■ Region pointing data
+-------+

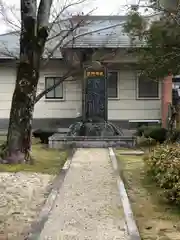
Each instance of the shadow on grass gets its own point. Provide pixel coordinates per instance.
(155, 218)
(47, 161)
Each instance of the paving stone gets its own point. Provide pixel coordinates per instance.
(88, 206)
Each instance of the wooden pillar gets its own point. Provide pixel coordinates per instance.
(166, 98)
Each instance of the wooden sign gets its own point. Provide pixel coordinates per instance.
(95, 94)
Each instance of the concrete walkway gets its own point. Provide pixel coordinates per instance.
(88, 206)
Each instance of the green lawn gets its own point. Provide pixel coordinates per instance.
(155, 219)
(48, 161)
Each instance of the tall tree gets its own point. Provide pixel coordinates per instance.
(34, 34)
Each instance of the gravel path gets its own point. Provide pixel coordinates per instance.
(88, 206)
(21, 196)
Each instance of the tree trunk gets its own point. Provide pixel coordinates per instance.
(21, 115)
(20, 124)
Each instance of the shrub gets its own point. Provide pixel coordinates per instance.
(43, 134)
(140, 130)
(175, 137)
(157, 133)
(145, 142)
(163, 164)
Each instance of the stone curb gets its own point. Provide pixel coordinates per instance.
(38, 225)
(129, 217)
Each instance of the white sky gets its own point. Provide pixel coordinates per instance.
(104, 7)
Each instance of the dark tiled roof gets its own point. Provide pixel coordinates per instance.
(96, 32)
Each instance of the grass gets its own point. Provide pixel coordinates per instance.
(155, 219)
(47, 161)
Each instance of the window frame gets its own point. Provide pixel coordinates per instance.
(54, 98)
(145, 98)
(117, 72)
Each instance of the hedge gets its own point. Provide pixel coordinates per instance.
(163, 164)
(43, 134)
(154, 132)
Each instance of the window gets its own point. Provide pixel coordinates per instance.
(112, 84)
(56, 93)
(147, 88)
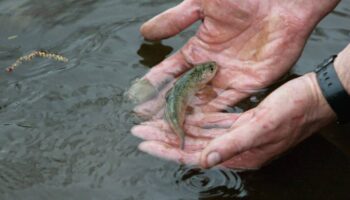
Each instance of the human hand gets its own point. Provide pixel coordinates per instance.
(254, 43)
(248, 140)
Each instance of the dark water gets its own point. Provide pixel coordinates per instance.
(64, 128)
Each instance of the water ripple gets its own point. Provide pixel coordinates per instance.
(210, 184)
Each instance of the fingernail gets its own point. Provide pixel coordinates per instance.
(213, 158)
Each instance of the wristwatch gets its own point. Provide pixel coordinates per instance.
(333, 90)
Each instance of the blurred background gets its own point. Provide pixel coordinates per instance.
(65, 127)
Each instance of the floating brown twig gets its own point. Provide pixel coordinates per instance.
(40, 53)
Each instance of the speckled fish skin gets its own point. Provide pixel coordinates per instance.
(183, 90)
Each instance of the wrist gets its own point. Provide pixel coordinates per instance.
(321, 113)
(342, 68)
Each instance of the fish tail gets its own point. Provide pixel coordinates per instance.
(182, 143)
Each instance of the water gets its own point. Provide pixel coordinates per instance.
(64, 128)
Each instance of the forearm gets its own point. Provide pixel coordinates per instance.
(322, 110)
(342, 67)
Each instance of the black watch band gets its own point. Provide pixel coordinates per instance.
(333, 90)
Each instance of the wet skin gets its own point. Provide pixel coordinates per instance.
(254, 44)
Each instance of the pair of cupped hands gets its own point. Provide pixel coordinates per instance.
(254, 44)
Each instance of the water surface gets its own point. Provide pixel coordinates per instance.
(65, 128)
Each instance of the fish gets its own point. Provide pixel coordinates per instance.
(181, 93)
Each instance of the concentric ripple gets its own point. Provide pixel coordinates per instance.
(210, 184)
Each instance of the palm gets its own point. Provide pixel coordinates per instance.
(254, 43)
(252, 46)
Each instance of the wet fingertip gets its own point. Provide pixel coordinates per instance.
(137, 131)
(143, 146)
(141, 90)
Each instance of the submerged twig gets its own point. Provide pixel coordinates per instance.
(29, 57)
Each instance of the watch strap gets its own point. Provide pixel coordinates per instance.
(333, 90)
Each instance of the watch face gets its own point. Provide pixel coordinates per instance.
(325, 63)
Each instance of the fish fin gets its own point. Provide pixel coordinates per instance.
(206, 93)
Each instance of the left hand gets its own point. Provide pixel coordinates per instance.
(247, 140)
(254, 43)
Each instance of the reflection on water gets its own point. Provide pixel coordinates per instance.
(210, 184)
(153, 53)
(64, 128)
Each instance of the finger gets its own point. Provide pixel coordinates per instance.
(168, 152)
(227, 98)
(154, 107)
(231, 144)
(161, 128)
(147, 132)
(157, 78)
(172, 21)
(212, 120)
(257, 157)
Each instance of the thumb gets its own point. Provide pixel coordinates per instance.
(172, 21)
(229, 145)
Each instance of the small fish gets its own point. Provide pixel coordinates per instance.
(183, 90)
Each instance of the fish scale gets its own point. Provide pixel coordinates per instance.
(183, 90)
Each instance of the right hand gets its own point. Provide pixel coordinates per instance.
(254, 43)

+-------+

■ TO DO
Could you transcribe all of the data exactly and omit the pictures?

■ PROBLEM SOLUTION
Each instance of the shadow on grass gets its own point. Provide pixel coordinates per instance.
(155, 218)
(47, 161)
Each instance of the paving stone gets its own point. Provide pixel coordinates per instance.
(88, 206)
Each instance of the wooden pillar gets its own point. Provide pixel coordinates per instance.
(166, 98)
Each instance of the wooden sign gets its own point. Provide pixel coordinates per instance.
(95, 94)
Each instance of the concrete walkway gets its own point. Provide pixel coordinates per instance.
(88, 206)
Each instance of the green lawn gets its own point. Provide pixel coordinates per instance.
(155, 219)
(48, 161)
Each instance of the tall tree gets its own point. Provide pixel coordinates per instance.
(34, 34)
Each instance of the gravel path gets its own point. Provide pixel coordinates per instance.
(88, 206)
(21, 196)
Each instance of the tree trunk gets its own point. Provide pixel coordinates per instance.
(21, 115)
(20, 124)
Each instance of the shrub gets its own point. Provide pixel coordinates per instance.
(43, 134)
(140, 130)
(175, 137)
(157, 133)
(145, 142)
(163, 164)
Each instance of the stone curb gets its own point. Provide pixel coordinates per instance.
(38, 225)
(129, 217)
Each instance of the white sky gets its own point. Provide pixel coordinates per instance.
(104, 7)
Each instance of the dark tiled roof gets its own point. Provide pixel coordinates per instance.
(96, 32)
Each instance of the grass gets its own point. Provide pixel coordinates per instance.
(155, 219)
(47, 161)
Each instance of the window frame gets its own point. Provide pixel coordinates per instance.
(54, 98)
(145, 98)
(117, 72)
Each instance of the hedge gets its own point. Provide pixel coordinates per instance.
(163, 164)
(43, 134)
(154, 132)
Each instance of the window gets its own point. Provide pixel coordinates per instance.
(112, 84)
(56, 93)
(147, 88)
Each instance of the human hand gets its own point. Provide pixel coordinates per instance.
(254, 43)
(248, 140)
Each instance of the dark water gets its own point. Provide pixel coordinates per instance.
(64, 128)
Each instance of the water ripple gets its own point. Provide pixel coordinates per instance.
(210, 184)
Each instance of the fingernail gets its own point. Provide pixel coordinates per instance.
(213, 158)
Each instance of the wristwatch gets its own point. Provide pixel coordinates per instance.
(333, 90)
Each instance of the blurred background gets its own point. Provide pixel coordinates per instance.
(65, 127)
Each instance of the floating brown twig gets its own point. Provide pixel coordinates per instance.
(40, 53)
Each instance of the speckled fish skin gets its own point. Provide pixel coordinates per instance.
(183, 90)
Each instance of the wrist gets its own point. Provide pixel coordinates per instance.
(321, 113)
(342, 68)
Each instance of the fish tail gets its own point. Provide pixel coordinates per instance.
(182, 143)
Each instance of the water gets its own point. Provide pixel coordinates per instance.
(64, 128)
Each instance of the forearm gets its own point. Provide pixel coordinates per instance.
(322, 110)
(342, 67)
Each instance of the black watch band gets its own point. Provide pixel coordinates per instance.
(333, 90)
Each instance of the wet skin gets its own point. Provide pixel coordinates per instance.
(254, 44)
Each instance of the pair of cupped hands gets its own point. Provide pixel coordinates per instance.
(254, 44)
Each instance of the water surface gets its own point. Provide pixel coordinates per instance.
(65, 128)
Each instance of the fish gets its own point. Provide pixel coordinates per instance.
(181, 93)
Each instance of the concentric ripple gets its own point. Provide pixel coordinates per instance.
(210, 184)
Each instance of the palm gets its own point. Provide pixel coordinates per instance.
(254, 43)
(252, 46)
Each instance of the wet fingertip gets its own point. Provide pixel coordinates per instance.
(137, 131)
(143, 146)
(141, 90)
Each instance of the submerged twig gets its own point. Provide pixel coordinates per instance.
(29, 57)
Each instance of the watch strap gets its own point. Provide pixel coordinates per instance.
(333, 90)
Each instance of the watch face gets its own point. Provide pixel coordinates per instance.
(325, 63)
Each instance of the fish fin gets its own point. Provide pixel coordinates per instance.
(206, 93)
Each instance of the left hand gets its own point. Provide pixel coordinates per instance.
(247, 140)
(254, 43)
Each instance of the reflection on water gets its own point. Provide pixel coordinates per instance.
(210, 184)
(153, 53)
(64, 128)
Each instance of the finger gets its own point. Provide pixel coordinates per instance.
(168, 152)
(227, 98)
(154, 107)
(231, 144)
(161, 128)
(147, 132)
(157, 78)
(172, 21)
(212, 120)
(257, 157)
Each instance of the thumb gets its own point. Provide pixel coordinates per instance.
(172, 21)
(229, 145)
Each instance of the small fish gets its own point. Provide pixel coordinates per instance.
(183, 90)
Each instance of the fish scale gets its own point. Provide pixel coordinates per instance.
(183, 90)
Each instance of the right hand gets its own point. Provide pixel coordinates per instance.
(254, 43)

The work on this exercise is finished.